┌─ EXERCISE MATERIALS

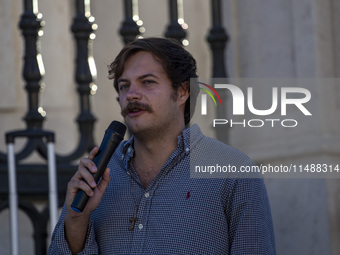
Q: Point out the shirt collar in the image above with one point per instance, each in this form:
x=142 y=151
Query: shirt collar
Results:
x=188 y=137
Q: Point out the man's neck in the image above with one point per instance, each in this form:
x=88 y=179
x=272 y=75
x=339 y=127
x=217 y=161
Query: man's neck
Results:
x=151 y=154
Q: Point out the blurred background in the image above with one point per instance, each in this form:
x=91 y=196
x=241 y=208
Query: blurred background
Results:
x=55 y=78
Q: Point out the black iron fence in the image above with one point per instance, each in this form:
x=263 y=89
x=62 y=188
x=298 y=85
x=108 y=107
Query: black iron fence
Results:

└─

TASK PROMPT ::
Retype every line of the records above word for word, leaving out the pictures.

WRITTEN SOLUTION ::
Q: Point out the shirt collar in the image above with one point per instance, each in this form:
x=142 y=151
Query: shirt collar
Results:
x=188 y=137
Q: Point out the man's neck in the image above with one point per instance, each in this form:
x=88 y=179
x=272 y=75
x=339 y=127
x=217 y=161
Query: man's neck
Results:
x=151 y=154
Q: Point out the blurred background in the image above with one point per instance, each in this form:
x=91 y=196
x=241 y=208
Query: blurred background
Results:
x=55 y=78
Q: Point out the black iron fence in the image above with one point per instance, each in this form:
x=263 y=89
x=62 y=188
x=298 y=85
x=108 y=107
Query: black iron fence
Results:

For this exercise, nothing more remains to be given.